Problem statement: Carry on the article about handling errors in Rails, starting right after its final sentence.

You can, of course, both log and use a monitoring service as above.

If your rescue block is the last thing in a method, I recommend having an explicit return:

def my_method
  begin
    foo.bar
  rescue => e
    Rails.logger.error { "#{e.message} #{e.backtrace.join("\n")}" }
    Rollbar.report_exception(e)
    nil
  end
end

You may not always want to return nil, sometimes you might be better off with a null object or whatever else makes sense in the context of your application. Consistently using explicit return values will save everyone a lot of confusion.

You can also re-raise the same error or raise a different one inside your rescue block. One pattern that I often find useful is to wrap the existing exception in a new one and raise that one so as not to lose the original stack trace (I even wrote a gem for this since Ruby doesn't provide this functionality out of the box). Later on in the article when we talk about external services, I will show you why this can be useful.

Handling Errors Globally

Rails lets you specify how to handle requests for resources of a certain format (HTML, XML, JSON) by using respond_to and respond_with. I rarely see apps that correctly use this functionality, after all if you don't use a respond_to block everything works fine and Rails renders your template correctly. We hit our tweets controller via /tweets/yukihiro_matz and get an HTML page full of Matzs' latest tweets. What people often forget is that it's very easy to try and request a different format of the same resource e.g. /tweets/yukihiro_matz.json. At this point Rails will valiantly try to return a JSON representation of Matzs' tweets, but it won't go well since the view for it doesn't exist. An ActionView::MissingTemplate error will get raised and our app blows up in a spectacular fashion. And JSON is a legitimate format, in a high traffic application you're just as likely to get a request for /tweets/yukihiro_matz.foobar. Tuts+ gets these kinds of requests all the time (likely from bots trying to be clever).

The lesson is this, if you're not planning to return a legitimate response for a particular format, restrict your controllers from trying to fulfill requests for those formats. In the case of our TweetsController:

class TweetsController < ApplicationController
  respond_to :html

  def show
    ...
    respond_to do |format|
      format.html
    end
  end
end

Now when we get requests for spurious formats we'll get a more relevant ActionController::UnknownFormat error. Our controllers feel somewhat tighter which is a great thing when it comes to making them more robust.

Handling Errors the Rails Way

The problem we have now, is that despite our semantically pleasing error, our application is still blowing up in our users' face. This is where global exception handling comes in. Sometimes our application will produce errors that we want to respond to consistently, no matter where they come from (like our ActionController::UnknownFormat). There are also errors that can get raised by the framework before any of our code comes into play. A perfect example of this is ActionController::RoutingError. When someone requests a URL that doesn't exist, like /tweets2/yukihiro_matz, there is nowhere for us to hook in to rescue this error, using traditional exception handling. This is where Rails' exceptions_app comes in.

[Saved data entries]
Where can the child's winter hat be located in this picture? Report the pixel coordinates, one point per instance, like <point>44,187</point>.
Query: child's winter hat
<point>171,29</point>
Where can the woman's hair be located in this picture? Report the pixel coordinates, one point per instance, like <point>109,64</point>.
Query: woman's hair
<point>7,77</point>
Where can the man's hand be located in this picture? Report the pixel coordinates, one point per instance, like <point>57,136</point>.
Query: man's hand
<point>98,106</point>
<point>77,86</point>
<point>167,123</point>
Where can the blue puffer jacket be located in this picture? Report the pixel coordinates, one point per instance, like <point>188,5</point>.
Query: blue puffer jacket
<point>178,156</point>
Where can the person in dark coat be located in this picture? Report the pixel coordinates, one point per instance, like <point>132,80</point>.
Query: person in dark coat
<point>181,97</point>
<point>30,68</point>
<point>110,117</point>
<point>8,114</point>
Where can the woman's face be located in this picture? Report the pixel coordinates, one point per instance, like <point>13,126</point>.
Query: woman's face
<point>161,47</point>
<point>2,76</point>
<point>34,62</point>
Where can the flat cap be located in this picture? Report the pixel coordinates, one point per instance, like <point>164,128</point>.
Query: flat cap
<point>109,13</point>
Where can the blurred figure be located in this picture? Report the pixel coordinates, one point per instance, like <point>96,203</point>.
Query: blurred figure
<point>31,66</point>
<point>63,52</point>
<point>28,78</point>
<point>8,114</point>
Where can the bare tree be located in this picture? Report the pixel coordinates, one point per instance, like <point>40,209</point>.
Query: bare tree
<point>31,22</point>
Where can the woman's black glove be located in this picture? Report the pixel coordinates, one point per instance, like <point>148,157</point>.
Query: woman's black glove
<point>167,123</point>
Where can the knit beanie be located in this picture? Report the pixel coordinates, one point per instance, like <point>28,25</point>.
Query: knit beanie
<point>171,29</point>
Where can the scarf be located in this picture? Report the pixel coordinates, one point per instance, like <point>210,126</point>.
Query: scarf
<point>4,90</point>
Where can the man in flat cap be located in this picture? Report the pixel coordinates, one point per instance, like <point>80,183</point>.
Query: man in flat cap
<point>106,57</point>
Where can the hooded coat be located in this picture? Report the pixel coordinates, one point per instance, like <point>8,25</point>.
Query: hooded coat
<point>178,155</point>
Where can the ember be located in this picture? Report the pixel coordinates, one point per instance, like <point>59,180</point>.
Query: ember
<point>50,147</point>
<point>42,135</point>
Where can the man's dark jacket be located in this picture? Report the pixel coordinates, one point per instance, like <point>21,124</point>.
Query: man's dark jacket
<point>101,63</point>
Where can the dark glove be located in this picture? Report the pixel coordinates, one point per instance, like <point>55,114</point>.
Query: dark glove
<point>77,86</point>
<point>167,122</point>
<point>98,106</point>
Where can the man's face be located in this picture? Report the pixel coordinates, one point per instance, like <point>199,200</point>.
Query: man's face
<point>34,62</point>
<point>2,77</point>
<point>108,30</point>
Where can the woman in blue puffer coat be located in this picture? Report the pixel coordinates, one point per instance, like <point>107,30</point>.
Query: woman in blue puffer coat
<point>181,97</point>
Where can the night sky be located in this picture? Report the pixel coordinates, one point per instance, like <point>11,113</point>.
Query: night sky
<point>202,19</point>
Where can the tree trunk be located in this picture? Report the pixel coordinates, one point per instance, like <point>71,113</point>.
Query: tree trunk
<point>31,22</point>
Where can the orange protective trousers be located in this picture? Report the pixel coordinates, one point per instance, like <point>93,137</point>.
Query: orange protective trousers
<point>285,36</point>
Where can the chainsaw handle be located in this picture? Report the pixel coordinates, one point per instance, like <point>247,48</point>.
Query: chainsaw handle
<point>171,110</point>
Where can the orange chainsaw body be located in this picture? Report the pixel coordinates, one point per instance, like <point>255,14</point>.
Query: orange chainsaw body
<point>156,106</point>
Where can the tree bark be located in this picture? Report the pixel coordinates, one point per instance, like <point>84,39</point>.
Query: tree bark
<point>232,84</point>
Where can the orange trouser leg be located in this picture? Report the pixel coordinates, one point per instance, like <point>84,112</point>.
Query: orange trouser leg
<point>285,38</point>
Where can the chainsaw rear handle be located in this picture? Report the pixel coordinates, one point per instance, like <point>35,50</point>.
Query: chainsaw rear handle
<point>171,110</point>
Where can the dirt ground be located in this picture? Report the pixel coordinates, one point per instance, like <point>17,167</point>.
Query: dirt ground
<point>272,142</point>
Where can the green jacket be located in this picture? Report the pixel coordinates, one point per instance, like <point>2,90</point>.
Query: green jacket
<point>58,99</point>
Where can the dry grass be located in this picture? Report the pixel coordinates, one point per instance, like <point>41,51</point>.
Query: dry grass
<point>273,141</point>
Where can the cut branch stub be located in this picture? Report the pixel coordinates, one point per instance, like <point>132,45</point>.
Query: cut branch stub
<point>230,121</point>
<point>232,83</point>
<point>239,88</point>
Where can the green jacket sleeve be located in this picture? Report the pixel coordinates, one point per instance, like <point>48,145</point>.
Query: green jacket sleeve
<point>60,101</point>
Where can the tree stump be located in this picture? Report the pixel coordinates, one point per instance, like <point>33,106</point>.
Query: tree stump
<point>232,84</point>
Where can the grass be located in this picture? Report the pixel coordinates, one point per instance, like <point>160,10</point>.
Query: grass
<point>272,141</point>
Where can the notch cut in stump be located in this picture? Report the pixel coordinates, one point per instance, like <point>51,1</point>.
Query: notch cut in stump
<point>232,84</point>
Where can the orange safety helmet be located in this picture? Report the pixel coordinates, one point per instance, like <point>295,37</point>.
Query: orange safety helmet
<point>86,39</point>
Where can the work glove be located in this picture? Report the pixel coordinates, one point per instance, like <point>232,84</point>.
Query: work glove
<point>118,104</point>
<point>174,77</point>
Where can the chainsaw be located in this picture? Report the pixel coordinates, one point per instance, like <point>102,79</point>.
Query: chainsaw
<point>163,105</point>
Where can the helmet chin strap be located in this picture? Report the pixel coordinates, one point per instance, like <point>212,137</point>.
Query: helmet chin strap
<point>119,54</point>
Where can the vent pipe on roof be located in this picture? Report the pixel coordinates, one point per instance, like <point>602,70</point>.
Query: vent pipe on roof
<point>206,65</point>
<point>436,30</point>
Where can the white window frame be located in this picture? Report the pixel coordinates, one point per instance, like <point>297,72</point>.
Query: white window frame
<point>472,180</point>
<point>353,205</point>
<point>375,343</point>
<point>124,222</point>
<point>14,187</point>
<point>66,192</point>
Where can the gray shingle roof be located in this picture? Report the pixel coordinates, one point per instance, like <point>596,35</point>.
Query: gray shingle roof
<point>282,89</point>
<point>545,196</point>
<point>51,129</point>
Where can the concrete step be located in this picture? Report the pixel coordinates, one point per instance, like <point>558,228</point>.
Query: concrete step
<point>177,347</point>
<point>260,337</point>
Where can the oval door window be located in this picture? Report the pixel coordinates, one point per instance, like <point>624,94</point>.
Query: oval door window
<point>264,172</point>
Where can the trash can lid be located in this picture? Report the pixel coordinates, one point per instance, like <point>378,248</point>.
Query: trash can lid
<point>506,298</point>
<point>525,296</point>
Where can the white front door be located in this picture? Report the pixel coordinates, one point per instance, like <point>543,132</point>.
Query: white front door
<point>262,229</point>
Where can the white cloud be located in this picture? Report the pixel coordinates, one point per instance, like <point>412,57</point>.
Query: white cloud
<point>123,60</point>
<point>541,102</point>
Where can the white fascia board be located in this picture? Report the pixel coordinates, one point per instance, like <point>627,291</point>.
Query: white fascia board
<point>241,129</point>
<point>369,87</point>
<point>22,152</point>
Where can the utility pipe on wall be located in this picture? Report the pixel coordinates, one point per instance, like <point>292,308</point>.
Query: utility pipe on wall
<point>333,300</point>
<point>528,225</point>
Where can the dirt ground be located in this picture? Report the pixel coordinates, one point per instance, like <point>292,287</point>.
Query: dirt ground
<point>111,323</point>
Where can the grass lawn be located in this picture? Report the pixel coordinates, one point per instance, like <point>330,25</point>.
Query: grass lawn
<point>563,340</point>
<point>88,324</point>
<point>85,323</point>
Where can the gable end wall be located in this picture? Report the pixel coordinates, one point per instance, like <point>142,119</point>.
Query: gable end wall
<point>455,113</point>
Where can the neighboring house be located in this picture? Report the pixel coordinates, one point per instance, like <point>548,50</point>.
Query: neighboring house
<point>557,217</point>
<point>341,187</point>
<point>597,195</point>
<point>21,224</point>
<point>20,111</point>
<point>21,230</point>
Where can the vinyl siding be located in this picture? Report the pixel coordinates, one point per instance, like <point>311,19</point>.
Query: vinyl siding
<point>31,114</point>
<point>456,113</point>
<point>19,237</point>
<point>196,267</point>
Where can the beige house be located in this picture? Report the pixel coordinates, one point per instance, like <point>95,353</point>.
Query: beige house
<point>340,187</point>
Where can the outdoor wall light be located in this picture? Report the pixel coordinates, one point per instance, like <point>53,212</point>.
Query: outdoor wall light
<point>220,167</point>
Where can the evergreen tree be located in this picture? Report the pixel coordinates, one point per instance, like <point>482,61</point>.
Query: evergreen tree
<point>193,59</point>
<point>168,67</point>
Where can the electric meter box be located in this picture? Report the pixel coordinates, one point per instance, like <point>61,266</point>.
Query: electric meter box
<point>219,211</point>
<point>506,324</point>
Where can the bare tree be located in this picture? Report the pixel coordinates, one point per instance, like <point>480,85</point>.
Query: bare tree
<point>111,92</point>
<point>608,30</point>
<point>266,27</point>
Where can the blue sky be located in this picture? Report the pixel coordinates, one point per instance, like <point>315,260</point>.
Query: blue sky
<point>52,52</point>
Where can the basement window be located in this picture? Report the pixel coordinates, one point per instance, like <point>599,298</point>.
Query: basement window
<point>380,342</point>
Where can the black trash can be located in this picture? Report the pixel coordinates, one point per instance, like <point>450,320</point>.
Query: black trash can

Response to the task:
You can configure a Rack app in application.rb to be called when an error that we haven't handled is produced (like our ActionController::RoutingError or ActionController::UnknownFormat). The way you will normally see this used is to configure your routes app as the exceptions_app, then define the various routes for the errors you want to handle and route them to a special errors controller that you create. So our application.rb would look like this:

...
config.exceptions_app = self.routes
...

Our routes.rb will then contain the following:

...
match '/404' => 'errors#not_found', via: :all
match '/406' => 'errors#not_acceptable', via: :all
match '/500' => 'errors#internal_server_error', via: :all
...

In this case our ActionController::RoutingError would be picked up by the 404 route and the ActionController::UnknownFormat will be picked up by the 406 route. There are many possible errors that can crop up. But as long as you handle the common ones (404, 500, 422 etc.) to start with, you can add others if and when they happen.

Within our errors controller we can now render the relevant templates for each kind of error along with our layout (if it's not a 500) to maintain the branding. We can also log the errors and send them to our monitoring service, although most monitoring services will hook in to this process automatically so you don't have to send the errors yourself. Now when our application blows up it does so gently, with the right status code depending on the error and a page where we can give the user some idea regarding what happened and what they can do (contact support) - an infinitely better experience. More importantly, our app will seem (and will actually be) much more solid.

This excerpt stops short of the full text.